_WORK TO BE COMPLETED_. The lines to be set down run from the line containing "Outline every instance of the rearview" through the final line of the data below; print them exactly and print nothing else.

_MATERIAL FOR THIS EXERCISE_.
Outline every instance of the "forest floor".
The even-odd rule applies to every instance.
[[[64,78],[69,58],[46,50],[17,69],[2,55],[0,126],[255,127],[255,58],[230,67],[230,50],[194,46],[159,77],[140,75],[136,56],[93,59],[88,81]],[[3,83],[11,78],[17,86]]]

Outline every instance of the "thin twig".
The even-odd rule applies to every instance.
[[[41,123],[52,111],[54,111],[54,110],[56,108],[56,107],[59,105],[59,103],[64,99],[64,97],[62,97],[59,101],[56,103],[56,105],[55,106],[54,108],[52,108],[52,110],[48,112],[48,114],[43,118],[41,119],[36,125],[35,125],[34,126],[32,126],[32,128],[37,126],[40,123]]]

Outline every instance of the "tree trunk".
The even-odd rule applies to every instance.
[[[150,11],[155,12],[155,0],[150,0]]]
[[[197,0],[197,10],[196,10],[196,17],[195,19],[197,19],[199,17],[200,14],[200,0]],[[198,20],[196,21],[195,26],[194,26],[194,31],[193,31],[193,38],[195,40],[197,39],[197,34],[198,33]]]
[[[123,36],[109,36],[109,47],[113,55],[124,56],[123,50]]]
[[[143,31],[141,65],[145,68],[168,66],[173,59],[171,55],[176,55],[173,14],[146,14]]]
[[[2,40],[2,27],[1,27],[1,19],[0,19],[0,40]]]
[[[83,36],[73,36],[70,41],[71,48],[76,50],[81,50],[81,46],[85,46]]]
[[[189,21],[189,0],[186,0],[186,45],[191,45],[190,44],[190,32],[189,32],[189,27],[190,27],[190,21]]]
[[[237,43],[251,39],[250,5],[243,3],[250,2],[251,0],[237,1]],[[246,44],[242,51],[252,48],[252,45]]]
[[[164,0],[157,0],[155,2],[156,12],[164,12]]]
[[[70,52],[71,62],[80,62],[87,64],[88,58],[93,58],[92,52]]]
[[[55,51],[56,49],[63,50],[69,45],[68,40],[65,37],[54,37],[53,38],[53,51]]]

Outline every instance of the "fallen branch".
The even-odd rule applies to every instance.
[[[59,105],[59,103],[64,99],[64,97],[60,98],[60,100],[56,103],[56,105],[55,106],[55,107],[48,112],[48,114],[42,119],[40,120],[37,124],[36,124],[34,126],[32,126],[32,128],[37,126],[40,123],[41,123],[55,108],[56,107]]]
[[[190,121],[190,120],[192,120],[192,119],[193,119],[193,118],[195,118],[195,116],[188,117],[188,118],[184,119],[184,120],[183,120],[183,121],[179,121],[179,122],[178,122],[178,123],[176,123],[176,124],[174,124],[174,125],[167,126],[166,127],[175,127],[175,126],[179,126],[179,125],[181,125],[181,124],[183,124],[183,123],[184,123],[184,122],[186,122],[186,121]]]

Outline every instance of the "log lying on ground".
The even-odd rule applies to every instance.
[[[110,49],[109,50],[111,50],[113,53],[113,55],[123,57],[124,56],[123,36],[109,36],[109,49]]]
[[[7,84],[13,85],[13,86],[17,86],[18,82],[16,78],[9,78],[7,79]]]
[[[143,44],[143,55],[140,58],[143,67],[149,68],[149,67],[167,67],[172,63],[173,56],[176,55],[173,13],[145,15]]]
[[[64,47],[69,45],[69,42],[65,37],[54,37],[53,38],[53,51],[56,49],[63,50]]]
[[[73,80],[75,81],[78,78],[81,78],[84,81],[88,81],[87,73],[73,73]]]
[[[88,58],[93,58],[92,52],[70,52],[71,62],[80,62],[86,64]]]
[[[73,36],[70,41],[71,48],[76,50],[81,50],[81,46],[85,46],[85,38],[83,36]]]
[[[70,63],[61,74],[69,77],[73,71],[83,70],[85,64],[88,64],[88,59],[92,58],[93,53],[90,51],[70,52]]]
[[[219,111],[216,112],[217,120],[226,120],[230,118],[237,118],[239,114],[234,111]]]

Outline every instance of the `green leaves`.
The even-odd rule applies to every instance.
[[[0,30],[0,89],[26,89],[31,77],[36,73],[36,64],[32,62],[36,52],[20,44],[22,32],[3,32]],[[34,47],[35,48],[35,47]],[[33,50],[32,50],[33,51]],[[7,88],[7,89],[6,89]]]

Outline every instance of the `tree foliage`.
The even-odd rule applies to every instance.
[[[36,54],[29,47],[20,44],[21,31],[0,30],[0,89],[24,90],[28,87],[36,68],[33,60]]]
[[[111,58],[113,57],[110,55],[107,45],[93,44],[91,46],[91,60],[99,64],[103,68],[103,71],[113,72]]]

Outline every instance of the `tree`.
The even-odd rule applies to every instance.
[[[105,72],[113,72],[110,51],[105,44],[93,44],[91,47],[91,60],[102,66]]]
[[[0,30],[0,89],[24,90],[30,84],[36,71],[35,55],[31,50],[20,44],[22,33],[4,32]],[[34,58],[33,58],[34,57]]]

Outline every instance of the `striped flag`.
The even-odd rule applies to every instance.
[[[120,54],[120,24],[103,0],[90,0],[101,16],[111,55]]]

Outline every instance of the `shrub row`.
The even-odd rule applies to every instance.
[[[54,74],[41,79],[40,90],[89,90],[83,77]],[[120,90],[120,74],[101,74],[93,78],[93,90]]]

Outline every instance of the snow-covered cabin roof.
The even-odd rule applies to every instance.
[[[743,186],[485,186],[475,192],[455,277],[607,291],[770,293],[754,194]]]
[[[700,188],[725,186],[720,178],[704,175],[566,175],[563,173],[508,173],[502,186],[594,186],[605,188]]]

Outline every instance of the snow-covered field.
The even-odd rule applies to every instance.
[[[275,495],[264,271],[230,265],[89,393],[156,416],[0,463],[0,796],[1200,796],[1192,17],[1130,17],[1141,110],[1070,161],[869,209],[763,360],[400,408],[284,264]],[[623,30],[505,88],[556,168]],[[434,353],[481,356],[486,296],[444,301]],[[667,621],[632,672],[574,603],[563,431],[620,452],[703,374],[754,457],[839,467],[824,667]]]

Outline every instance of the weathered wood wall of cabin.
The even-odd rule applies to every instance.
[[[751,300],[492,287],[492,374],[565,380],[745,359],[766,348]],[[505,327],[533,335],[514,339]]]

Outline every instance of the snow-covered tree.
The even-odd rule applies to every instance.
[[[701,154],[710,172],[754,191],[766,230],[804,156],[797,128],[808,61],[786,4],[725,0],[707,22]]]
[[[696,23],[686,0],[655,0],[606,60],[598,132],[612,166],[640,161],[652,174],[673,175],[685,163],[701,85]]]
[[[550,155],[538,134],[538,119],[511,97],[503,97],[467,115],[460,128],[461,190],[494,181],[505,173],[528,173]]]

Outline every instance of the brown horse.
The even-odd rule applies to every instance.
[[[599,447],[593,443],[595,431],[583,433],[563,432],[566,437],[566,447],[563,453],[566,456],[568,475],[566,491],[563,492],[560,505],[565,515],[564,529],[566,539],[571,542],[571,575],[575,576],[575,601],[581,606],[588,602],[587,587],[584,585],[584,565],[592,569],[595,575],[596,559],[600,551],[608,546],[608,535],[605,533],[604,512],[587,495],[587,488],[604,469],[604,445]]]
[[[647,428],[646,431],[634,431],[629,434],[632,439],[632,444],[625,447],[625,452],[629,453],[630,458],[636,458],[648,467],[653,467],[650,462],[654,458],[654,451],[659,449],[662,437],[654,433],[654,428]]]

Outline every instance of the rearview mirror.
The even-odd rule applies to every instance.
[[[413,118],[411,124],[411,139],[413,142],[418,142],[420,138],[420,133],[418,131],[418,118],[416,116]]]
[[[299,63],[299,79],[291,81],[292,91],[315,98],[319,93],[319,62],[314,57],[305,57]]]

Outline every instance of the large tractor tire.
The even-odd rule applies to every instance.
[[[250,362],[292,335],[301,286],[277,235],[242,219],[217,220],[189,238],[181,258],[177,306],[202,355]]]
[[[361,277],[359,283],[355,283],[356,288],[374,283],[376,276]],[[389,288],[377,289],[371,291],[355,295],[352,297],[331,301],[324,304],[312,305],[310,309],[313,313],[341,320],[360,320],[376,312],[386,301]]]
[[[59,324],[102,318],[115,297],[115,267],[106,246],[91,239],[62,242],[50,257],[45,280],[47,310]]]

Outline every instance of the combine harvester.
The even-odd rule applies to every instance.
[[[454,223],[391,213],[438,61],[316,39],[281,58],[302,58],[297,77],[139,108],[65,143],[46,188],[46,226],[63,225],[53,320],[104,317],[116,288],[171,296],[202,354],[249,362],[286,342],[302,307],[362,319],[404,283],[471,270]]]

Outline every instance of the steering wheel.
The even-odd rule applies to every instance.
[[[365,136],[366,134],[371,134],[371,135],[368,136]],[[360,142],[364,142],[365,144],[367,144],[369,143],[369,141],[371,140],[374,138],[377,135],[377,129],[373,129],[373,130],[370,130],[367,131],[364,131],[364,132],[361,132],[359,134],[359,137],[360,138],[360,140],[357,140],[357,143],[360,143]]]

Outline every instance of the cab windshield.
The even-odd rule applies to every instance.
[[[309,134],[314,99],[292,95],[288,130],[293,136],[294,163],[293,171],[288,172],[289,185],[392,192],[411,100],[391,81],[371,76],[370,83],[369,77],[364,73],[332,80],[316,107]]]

_SOLUTION TO THIS PROBLEM_.
Outline every instance of the rearview mirror.
The even-odd rule applies to every instance.
[[[413,118],[411,124],[411,139],[413,142],[418,142],[420,138],[420,133],[418,131],[418,118],[416,116]]]
[[[299,63],[299,79],[291,81],[292,91],[315,98],[319,93],[319,62],[314,57],[305,57]]]

Outline every instance of the large tractor tire.
The even-odd rule applies to every instance.
[[[250,362],[292,335],[301,286],[277,235],[242,219],[217,220],[189,238],[181,258],[177,306],[202,355]]]
[[[361,277],[359,283],[355,283],[356,288],[374,283],[376,276]],[[389,288],[377,289],[371,291],[355,295],[352,297],[331,301],[324,304],[312,305],[310,309],[313,313],[341,320],[360,320],[376,312],[386,301]]]
[[[59,324],[102,318],[115,297],[115,267],[106,246],[91,239],[62,242],[50,257],[45,280],[47,310]]]

Outline every instance of the combine harvester.
The even-odd rule applies to every instance.
[[[454,223],[391,213],[438,61],[316,39],[281,58],[302,58],[297,77],[139,108],[65,143],[46,188],[46,226],[63,225],[53,320],[104,317],[116,288],[171,296],[202,354],[249,362],[286,342],[302,307],[362,319],[404,283],[471,270]]]

Outline every instance of the steering wheel.
The even-odd rule applies to every instance.
[[[365,136],[366,134],[371,134],[371,135],[368,136]],[[360,142],[364,142],[365,144],[367,144],[369,143],[369,141],[371,140],[374,138],[377,135],[377,129],[373,129],[373,130],[370,130],[367,131],[364,131],[364,132],[361,132],[359,134],[359,137],[360,138],[360,140],[357,140],[357,143],[360,143]]]

Outline every instance of the cab windshield.
The even-odd rule applies to every instance.
[[[309,134],[314,99],[292,95],[288,130],[293,136],[294,163],[293,171],[288,172],[289,185],[392,192],[411,100],[391,81],[371,76],[370,83],[369,77],[364,73],[332,80],[316,107]]]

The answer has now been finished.